→ TEXTE FOURNI:
The Wrestler : faux Stallone, faux Rocky, vrai bon film

Déborah Lechner | 18 juin 2023 - MAJ : 30/01/2024 12:37
Déborah Lechner | 18 juin 2023 - MAJ : 30/01/2024 12:37

The Wrestler, de Darren Aronofsky, a remis Mickey Rourke sur le devant de la scène, ou plutôt du ring, ce qui n'a pourtant rien d'une belle histoire à la Rocky Balboa.

Difficile de séparer le mythe, le schéma narratif du combattant sur le retour ou de l'outsider en rédemption de Sylvester Stallone de celui de son homologue fictif, Rocky Balboa. Du premier film de 1976 au dernier volet de 2008, la série de films sur l'Étalon Italien s'est imposée comme la saga de sport ultime, la référence officielle ou officieuse de nombreux longs-métrages de sports de combat (Fighter, Real Steel, Warrior) ou d'autres disciplines comme le bobsleigh dans Rasta Rockett (oui) ou la course automobile dans Driven, avec Stallone à l'affiche pour mieux forcer le rapprochement.

→ LIGNES DE DONNÉES:
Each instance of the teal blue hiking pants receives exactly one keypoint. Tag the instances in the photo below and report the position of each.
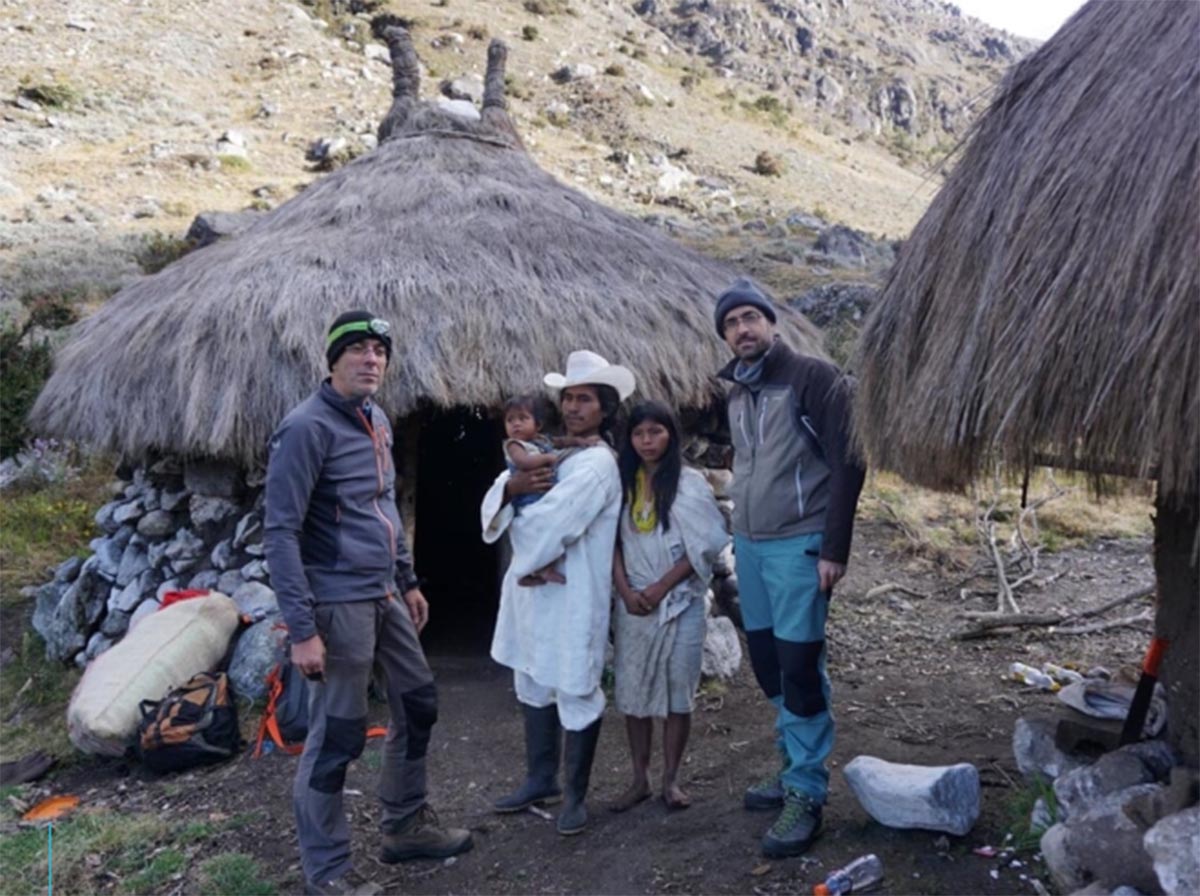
(784, 612)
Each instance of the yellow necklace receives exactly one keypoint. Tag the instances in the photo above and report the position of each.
(642, 510)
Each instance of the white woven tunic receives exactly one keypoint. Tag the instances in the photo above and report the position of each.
(556, 633)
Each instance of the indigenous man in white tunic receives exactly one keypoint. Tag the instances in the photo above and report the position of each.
(551, 635)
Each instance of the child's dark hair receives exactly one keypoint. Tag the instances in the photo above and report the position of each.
(537, 406)
(665, 482)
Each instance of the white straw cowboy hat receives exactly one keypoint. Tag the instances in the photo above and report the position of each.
(587, 368)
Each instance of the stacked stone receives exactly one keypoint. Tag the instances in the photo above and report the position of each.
(173, 527)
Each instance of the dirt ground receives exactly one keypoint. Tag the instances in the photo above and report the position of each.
(903, 691)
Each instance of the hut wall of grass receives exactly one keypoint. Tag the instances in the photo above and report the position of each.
(1047, 307)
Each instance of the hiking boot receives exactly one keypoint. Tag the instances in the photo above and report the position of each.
(421, 836)
(579, 753)
(765, 795)
(348, 884)
(795, 829)
(543, 741)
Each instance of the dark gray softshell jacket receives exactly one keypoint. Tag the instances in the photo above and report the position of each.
(793, 468)
(333, 531)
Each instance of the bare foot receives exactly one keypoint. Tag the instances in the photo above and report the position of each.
(675, 797)
(635, 794)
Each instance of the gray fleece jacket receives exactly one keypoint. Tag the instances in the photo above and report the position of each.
(333, 533)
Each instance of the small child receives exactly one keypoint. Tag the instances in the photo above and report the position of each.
(526, 448)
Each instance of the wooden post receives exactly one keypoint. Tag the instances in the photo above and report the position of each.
(406, 500)
(1179, 618)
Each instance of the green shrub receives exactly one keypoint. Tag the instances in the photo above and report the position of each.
(160, 250)
(234, 873)
(767, 164)
(25, 362)
(58, 95)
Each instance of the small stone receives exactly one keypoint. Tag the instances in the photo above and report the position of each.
(69, 570)
(229, 582)
(255, 600)
(156, 524)
(222, 554)
(723, 650)
(256, 570)
(258, 649)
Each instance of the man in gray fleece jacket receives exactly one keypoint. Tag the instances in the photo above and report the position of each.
(348, 594)
(796, 488)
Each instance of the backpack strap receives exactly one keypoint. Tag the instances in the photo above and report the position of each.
(270, 725)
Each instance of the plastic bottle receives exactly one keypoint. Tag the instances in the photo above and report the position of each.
(861, 875)
(1029, 675)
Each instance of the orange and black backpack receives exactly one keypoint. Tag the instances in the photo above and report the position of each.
(193, 725)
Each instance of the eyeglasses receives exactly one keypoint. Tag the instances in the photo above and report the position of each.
(750, 318)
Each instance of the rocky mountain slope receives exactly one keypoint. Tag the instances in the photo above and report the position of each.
(123, 119)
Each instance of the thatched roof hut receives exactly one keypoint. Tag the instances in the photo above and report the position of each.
(490, 270)
(1047, 307)
(1048, 304)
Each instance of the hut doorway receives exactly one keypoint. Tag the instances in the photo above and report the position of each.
(457, 457)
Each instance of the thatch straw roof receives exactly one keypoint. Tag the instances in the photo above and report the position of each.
(490, 270)
(1049, 300)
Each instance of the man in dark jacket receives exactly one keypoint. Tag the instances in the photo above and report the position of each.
(348, 594)
(795, 489)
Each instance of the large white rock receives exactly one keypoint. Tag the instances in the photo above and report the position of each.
(943, 798)
(1174, 843)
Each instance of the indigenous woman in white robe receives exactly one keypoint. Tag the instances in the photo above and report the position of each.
(671, 534)
(553, 635)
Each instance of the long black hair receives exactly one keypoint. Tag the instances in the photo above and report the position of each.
(665, 482)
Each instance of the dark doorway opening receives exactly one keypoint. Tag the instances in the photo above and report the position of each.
(457, 458)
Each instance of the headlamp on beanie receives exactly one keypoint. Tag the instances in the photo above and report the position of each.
(355, 326)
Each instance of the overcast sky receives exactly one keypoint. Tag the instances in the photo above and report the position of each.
(1025, 18)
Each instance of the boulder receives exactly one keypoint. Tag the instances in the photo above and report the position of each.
(1174, 847)
(173, 500)
(46, 601)
(928, 798)
(1135, 764)
(259, 648)
(1101, 843)
(723, 650)
(1033, 746)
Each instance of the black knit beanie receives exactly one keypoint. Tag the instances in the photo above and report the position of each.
(743, 292)
(355, 326)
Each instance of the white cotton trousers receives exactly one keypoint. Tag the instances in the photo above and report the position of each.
(575, 713)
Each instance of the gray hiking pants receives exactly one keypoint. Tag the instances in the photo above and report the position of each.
(359, 635)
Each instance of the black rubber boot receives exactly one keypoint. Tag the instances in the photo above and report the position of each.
(581, 750)
(543, 739)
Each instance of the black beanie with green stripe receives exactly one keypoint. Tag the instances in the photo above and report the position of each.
(355, 326)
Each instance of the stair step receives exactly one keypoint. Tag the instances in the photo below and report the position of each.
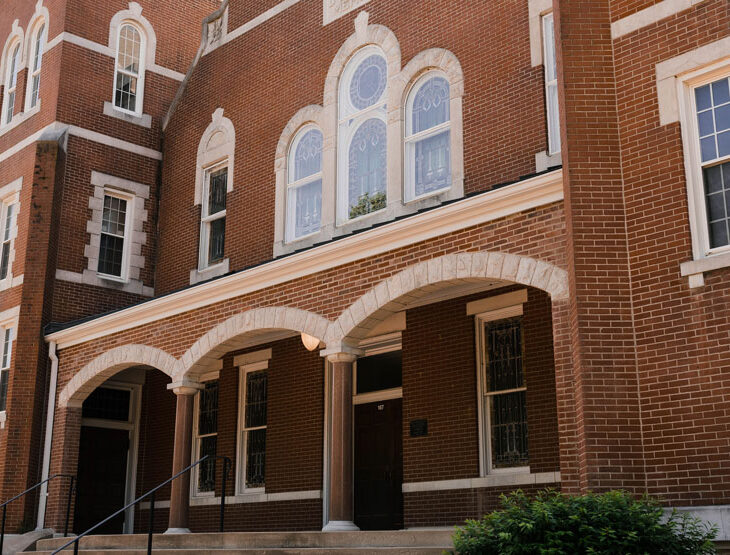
(262, 542)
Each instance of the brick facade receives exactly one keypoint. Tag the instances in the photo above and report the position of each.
(626, 364)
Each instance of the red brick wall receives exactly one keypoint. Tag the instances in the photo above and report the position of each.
(294, 51)
(682, 334)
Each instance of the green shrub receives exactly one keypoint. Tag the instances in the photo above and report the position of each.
(609, 523)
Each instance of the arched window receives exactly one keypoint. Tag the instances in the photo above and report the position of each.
(11, 82)
(362, 141)
(36, 58)
(428, 137)
(304, 184)
(129, 73)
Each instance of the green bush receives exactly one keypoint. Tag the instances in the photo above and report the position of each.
(609, 523)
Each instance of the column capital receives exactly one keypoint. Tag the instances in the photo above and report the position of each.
(185, 387)
(341, 353)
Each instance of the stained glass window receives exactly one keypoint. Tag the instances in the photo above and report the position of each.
(207, 436)
(362, 152)
(713, 121)
(305, 184)
(129, 52)
(428, 137)
(254, 429)
(505, 393)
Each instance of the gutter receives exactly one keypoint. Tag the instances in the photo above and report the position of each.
(50, 414)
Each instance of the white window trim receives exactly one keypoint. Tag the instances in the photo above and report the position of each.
(291, 185)
(135, 237)
(485, 444)
(10, 194)
(247, 363)
(129, 210)
(140, 76)
(194, 473)
(32, 48)
(705, 258)
(409, 137)
(9, 319)
(206, 219)
(8, 76)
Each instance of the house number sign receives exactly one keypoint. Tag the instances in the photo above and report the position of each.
(334, 9)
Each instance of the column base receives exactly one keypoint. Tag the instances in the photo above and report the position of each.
(177, 531)
(340, 526)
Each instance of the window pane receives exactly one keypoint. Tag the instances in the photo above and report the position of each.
(3, 388)
(217, 191)
(713, 119)
(106, 403)
(504, 344)
(256, 398)
(208, 409)
(432, 163)
(306, 201)
(378, 372)
(217, 240)
(717, 198)
(431, 105)
(126, 92)
(111, 252)
(367, 168)
(256, 458)
(508, 420)
(206, 469)
(368, 82)
(308, 155)
(129, 46)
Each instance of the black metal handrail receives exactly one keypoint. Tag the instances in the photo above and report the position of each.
(68, 504)
(227, 464)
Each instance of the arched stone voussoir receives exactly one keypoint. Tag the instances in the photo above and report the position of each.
(393, 294)
(109, 363)
(233, 333)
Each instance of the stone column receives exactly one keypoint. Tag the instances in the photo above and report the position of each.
(180, 487)
(341, 504)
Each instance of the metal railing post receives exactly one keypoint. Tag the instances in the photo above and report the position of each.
(152, 521)
(2, 532)
(68, 506)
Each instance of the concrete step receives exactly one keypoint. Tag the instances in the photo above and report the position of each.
(271, 551)
(260, 542)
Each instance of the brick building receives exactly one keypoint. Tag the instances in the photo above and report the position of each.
(391, 261)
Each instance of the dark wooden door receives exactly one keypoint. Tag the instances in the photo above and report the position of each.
(102, 479)
(379, 465)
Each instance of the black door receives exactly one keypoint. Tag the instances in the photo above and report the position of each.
(102, 478)
(379, 465)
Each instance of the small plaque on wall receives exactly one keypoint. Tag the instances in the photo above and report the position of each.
(419, 428)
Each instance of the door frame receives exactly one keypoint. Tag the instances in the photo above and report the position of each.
(132, 426)
(371, 346)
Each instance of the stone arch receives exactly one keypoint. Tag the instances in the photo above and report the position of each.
(218, 143)
(393, 294)
(236, 332)
(109, 363)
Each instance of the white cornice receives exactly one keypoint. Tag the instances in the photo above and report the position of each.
(531, 193)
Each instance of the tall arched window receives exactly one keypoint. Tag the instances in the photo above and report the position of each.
(304, 184)
(36, 58)
(129, 73)
(362, 141)
(428, 137)
(11, 82)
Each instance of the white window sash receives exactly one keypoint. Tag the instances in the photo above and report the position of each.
(125, 237)
(242, 459)
(140, 75)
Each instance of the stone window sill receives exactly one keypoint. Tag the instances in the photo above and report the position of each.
(196, 276)
(695, 269)
(143, 120)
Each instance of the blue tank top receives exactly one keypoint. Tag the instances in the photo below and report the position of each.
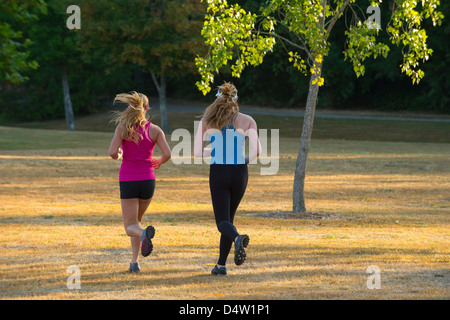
(227, 146)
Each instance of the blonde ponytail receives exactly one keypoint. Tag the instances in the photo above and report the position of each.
(222, 110)
(133, 116)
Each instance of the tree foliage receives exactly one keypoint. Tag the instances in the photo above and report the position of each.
(14, 54)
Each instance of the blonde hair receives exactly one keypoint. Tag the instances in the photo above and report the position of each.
(133, 116)
(222, 110)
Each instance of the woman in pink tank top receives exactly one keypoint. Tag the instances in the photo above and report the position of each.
(138, 137)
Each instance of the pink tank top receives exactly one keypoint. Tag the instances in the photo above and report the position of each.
(136, 163)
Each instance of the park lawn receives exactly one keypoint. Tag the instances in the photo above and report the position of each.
(372, 203)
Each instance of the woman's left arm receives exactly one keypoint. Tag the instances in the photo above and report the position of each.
(115, 151)
(255, 144)
(164, 147)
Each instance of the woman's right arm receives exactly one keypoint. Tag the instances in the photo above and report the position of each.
(199, 144)
(115, 151)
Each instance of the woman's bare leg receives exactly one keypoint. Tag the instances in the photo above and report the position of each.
(132, 211)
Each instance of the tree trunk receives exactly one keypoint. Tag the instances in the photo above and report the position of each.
(161, 87)
(67, 101)
(163, 107)
(305, 140)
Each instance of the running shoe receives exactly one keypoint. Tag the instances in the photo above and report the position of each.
(134, 267)
(222, 271)
(239, 252)
(147, 245)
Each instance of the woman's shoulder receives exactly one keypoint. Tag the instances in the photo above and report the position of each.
(244, 119)
(154, 131)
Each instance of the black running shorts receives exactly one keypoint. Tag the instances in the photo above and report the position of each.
(137, 189)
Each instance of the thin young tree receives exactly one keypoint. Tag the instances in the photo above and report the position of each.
(303, 28)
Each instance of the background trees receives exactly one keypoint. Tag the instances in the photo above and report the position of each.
(303, 28)
(159, 37)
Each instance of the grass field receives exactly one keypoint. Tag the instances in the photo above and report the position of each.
(378, 195)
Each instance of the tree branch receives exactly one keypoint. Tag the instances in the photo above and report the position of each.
(336, 17)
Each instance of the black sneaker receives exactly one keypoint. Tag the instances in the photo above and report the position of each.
(134, 268)
(147, 245)
(239, 252)
(222, 271)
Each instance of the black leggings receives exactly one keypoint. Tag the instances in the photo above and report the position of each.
(227, 184)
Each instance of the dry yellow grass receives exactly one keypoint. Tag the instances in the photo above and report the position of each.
(390, 203)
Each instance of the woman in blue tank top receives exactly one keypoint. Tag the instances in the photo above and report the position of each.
(227, 129)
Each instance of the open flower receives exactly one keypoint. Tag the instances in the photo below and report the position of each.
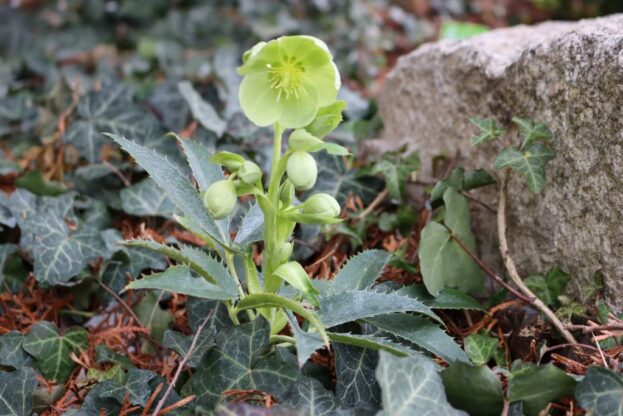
(287, 80)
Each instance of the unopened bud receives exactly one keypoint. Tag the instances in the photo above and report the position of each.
(302, 170)
(249, 172)
(220, 199)
(322, 205)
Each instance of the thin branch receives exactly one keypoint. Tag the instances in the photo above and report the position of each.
(373, 205)
(181, 365)
(490, 272)
(512, 269)
(585, 329)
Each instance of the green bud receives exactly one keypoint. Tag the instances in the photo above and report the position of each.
(322, 205)
(286, 194)
(249, 172)
(302, 170)
(231, 161)
(220, 199)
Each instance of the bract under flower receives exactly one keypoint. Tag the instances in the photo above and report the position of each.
(287, 80)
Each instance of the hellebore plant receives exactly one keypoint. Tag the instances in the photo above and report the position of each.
(290, 83)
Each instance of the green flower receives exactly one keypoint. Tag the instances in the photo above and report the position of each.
(287, 80)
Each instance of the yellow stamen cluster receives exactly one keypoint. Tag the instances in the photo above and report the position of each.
(287, 77)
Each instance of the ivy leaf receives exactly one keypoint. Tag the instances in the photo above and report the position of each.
(361, 271)
(146, 199)
(354, 372)
(477, 390)
(175, 184)
(11, 352)
(203, 112)
(489, 130)
(530, 163)
(531, 131)
(422, 333)
(549, 287)
(16, 391)
(350, 306)
(601, 392)
(309, 397)
(180, 343)
(480, 348)
(443, 262)
(109, 110)
(411, 386)
(237, 363)
(51, 349)
(179, 279)
(536, 386)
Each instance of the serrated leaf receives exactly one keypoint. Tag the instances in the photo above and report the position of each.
(181, 343)
(51, 349)
(354, 372)
(348, 306)
(411, 386)
(237, 363)
(361, 271)
(443, 262)
(108, 110)
(179, 279)
(489, 130)
(477, 390)
(175, 184)
(531, 131)
(422, 332)
(252, 226)
(202, 111)
(146, 199)
(480, 348)
(530, 163)
(536, 386)
(601, 392)
(16, 391)
(11, 352)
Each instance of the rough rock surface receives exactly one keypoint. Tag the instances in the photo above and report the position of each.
(567, 75)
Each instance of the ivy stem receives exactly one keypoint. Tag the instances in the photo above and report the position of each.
(512, 269)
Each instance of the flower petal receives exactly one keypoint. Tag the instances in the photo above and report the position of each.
(259, 101)
(300, 111)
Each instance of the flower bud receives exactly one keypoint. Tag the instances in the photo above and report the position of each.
(302, 170)
(249, 172)
(286, 195)
(322, 205)
(220, 199)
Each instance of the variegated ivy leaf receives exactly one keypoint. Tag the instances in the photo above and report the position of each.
(145, 198)
(489, 130)
(529, 162)
(109, 110)
(237, 362)
(531, 131)
(412, 386)
(51, 349)
(16, 391)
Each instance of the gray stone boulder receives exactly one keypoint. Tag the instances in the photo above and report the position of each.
(566, 75)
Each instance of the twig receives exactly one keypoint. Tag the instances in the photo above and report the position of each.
(491, 273)
(375, 203)
(585, 329)
(512, 269)
(181, 365)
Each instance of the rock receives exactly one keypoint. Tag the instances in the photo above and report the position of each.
(567, 75)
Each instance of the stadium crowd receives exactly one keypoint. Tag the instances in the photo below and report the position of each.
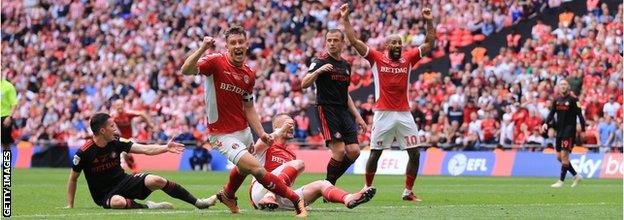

→ TÂCHE ÉCRITE:
Reprenez l'article sur The Wrestler après sa dernière phrase et poursuivez-en la rédaction.

→ RÉSULTAT OBTENU:
Cette assimilation presque instinctive à Rocky peut être flatteuse ou recherchée, mais aussi réductrice, voire insensée, comme pour The Wrestler, réalisé et écrit par Darren Aronofsky. Mickey Rourke y incarne une vieille gloire du catch qui après une vie d'excès remonte sur le ring pour un ultime match. Sur ce simple pitch, la comparaison paraît évidente. Surtout que, comme le premier Rocky, The Wrestler commence sur un combat sans envergure dans un gymnase fauché où un loser à la gueule esquintée est payé une misère après avoir été salement cogné. On pourrait aussi le comparer à Rocky Balboa, vu qu'il s'agit d'une autre icône démodée qui veut retrouver les honneurs en montrant qu'elle peut toujours encaisser les coups.

La caractérisation de Randy, ce bon gars un peu simplet qui a fait tous les mauvais choix, n'est d'ailleurs pas sans rappeler celle de Rocky. Comme un clin d'oeil involontaire, les scènes de combat ont même été tournées à Philadelphie, la ville emblématique de la franchise de boxe. Cependant, à bien des égards, The Wrestler est construit en totale opposition à Rocky et Rocky Balboa, s'érigeant comme leur versant tragique et leur relecture la plus nihiliste.

 

The Wrestler : photo, Mickey RourkeDe bad father au bad de Mother

 

POING DE DÉPART VS POING FINAL

Rocky est l'histoire d'un diamant brut qui, à mesure qu'il est taillé, se révèle de plus en plus solide et brillant. C'est un conte de fées protéiné sur une Cendrillon à gros bras qui baigne dans le sang et la sueur autant que dans la crasse. C'est aussi et surtout la révélation de Sylvester Stallone, et donc le sacre d'une double légende. Et c'est là la première divergence majeure avec The Wrestler qui emprunte le chemin opposé. Au premier abord, la genèse des deux films et leur dimension méta semblent pourtant aller dans le même sens.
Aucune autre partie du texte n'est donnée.